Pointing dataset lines

_____

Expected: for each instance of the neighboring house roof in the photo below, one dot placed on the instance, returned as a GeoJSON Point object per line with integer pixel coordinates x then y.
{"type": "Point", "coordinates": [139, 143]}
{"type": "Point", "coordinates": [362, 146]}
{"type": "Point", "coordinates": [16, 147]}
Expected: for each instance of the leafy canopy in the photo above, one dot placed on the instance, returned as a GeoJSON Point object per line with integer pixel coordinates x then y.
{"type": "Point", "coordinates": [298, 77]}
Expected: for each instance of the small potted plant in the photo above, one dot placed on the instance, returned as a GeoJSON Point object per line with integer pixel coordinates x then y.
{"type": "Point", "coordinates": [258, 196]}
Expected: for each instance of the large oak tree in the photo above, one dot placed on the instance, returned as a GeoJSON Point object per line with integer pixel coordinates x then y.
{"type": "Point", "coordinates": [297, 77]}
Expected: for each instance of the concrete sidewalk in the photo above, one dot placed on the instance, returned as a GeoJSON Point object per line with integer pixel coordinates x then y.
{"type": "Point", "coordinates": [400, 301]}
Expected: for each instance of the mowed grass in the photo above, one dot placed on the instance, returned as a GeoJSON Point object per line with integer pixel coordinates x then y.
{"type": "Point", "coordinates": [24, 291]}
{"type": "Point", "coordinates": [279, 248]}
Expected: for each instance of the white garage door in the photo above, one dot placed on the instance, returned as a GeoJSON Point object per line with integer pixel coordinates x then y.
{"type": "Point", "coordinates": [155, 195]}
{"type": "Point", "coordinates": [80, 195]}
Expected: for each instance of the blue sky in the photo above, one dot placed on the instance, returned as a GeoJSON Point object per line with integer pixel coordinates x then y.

_____

Aim of the exercise: Can you return all of the lines above verbatim?

Exercise solution:
Expected: for each instance of the neighboring house roof in the photo below, one dot placed on the instance, returned as a GeoJSON Point object per line with integer pixel coordinates x then y.
{"type": "Point", "coordinates": [139, 143]}
{"type": "Point", "coordinates": [362, 146]}
{"type": "Point", "coordinates": [16, 147]}
Expected: for each instance of the leafy canopy in the photo above, one dot placed on the instance, returned as a GeoJSON Point object per line with integer pixel coordinates x then y.
{"type": "Point", "coordinates": [298, 77]}
Expected: for each instance of the small potted plant in the photo above, one dot placed on the instance, returned as a GeoJSON Point object per line with integer pixel coordinates x then y.
{"type": "Point", "coordinates": [258, 196]}
Expected: for each instance of the large oak tree in the photo above, one dot placed on the instance, returned as a GeoJSON Point object per line with integer pixel coordinates x then y.
{"type": "Point", "coordinates": [297, 77]}
Expected: for each instance of the concrete sidewalk in the photo above, one dot placed on the instance, returned as a GeoJSON Point object per line with integer pixel coordinates x then y.
{"type": "Point", "coordinates": [400, 301]}
Expected: for each instance of the mowed grass in the photo above, one dot placed on the instance, returned as a GeoJSON Point object per line with integer pixel coordinates x then y.
{"type": "Point", "coordinates": [24, 291]}
{"type": "Point", "coordinates": [279, 248]}
Expected: for each instance of the white garage door in the photo above, one dot placed on the instance, returned as a GeoJSON Point object per line with integer pixel coordinates x then y.
{"type": "Point", "coordinates": [155, 195]}
{"type": "Point", "coordinates": [80, 195]}
Expected: for each instance of the blue sky in the photo above, one dot placed on the instance, returned as a GeoJSON Point object per line with integer pixel coordinates x then y.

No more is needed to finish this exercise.